→ **Work instructions**
1) According to the essay on dating, why could students at Middlebury find intimacy and connection with relative ease before Covid? Answer in one to three sentences.
2) From the essay on dating, extract word for word the passage from "My attempt at" up to and including "now unequivocally inconvenient.".

→ **Quoted passage**
%%
As the early February chill wrapped around my waist, I knew one thing for certain: this boy and I were never going out again. 

The next morning, my Kim Possible ringtone woke me up, mercilessly. 

Maria, had such a great time with you. Dinner on Friday? 

It was the text’s muted enthusiasm that made me perspire. Did I give him a hand job under the dinner table and simply forget? Did he have a fetish for girls who make slightly off-color jokes? Was I being featured on some new reality TV show called Civilians Finding Love? Momentarily enthralled by my third explanation, I envisioned myself as a hometown celebrity, swarmed by Fairfield County soccer moms desperate to get my autograph (a girl can dream, can’t she?). 

I returned to Middlebury for the spring semester days after my chaotic date, slightly scarred but with high hopes for connection. Short of discussing it in therapy, I recounted the absurdity of the story over Ross brunch and vowed that, this semester, I would be gunning it for Nicholas Sparks-esque romance, rather than that cheap Adam Sandler sh*t. 

My attempt at love was far less than successful. Only weeks later, we got sent home for the semester. 

Packing up my bedroom, I peeled my feminist posters off the walls of Starr 205 (a room whose quality time with me was tragically cut short) and stuffed my oversized sweaters into duffels. I couldn’t help but think the universe wanted me to be perpetually single. Slow and steady in the right lane, I drove home, wondering how my love life would pan out in isolation.

The truth was, I came to realize, that romance was now unequivocally inconvenient. 

At Midd, B.C. (before Covid), we could grab-and-go some combination of intimacy and connection with relative ease. The pure existence of options (namely, other students and a lack of parents) wrangled into a 350-acre campus created an arena for attachment, both profound and superficial. It was common, natural even, to be hooking up with someone on Friday nights, Snapchatting someone else who added you “by search” but didn’t acknowledge you in the dining hall, and doing homework with your friend-that-you-may-have-feelings-for all within the same week.
%%
[Data drawn from a collection]
%%
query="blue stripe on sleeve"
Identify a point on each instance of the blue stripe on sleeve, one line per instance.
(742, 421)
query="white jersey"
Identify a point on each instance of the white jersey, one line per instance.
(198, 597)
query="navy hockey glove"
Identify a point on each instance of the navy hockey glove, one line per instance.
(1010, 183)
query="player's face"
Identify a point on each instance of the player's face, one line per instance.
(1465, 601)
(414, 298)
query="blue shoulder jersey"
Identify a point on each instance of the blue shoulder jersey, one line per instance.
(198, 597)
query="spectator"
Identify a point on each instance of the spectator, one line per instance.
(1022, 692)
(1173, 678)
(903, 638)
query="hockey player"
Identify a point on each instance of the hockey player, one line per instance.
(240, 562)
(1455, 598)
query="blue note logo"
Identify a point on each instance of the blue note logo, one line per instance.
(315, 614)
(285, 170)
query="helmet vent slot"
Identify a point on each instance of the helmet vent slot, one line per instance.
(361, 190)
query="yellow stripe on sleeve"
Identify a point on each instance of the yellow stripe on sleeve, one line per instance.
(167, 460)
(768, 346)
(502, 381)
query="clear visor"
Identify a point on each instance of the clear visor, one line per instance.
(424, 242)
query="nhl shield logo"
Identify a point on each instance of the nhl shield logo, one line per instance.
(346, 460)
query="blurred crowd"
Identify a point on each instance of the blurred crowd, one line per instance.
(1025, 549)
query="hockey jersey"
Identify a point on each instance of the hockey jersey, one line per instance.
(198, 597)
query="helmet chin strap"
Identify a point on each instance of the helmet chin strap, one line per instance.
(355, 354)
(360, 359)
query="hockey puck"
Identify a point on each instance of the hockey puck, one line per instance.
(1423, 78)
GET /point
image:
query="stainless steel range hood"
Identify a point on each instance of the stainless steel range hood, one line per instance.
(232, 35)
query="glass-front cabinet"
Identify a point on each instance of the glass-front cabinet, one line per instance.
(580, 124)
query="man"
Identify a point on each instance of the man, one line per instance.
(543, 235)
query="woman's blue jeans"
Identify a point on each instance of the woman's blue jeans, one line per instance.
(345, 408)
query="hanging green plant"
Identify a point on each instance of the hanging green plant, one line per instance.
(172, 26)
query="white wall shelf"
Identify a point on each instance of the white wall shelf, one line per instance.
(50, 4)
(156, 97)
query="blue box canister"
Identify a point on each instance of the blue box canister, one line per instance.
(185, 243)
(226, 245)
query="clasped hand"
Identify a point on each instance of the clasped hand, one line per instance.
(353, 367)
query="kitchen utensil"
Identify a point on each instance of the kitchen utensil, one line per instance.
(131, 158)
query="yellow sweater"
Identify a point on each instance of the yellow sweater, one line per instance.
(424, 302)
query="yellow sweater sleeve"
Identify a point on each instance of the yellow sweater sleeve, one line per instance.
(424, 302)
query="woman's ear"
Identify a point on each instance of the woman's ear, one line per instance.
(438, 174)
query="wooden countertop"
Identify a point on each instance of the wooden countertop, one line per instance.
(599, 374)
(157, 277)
%%
→ **Answers to the tasks**
1) Students had plenty of options, namely other students and a lack of parents, gathered within a 350-acre campus. That setting created an arena for attachment, both profound and superficial.

2)
My attempt at love was far less than successful. Only weeks later, we got sent home for the semester. 

Packing up my bedroom, I peeled my feminist posters off the walls of Starr 205 (a room whose quality time with me was tragically cut short) and stuffed my oversized sweaters into duffels. I couldn’t help but think the universe wanted me to be perpetually single. Slow and steady in the right lane, I drove home, wondering how my love life would pan out in isolation.

The truth was, I came to realize, that romance was now unequivocally inconvenient.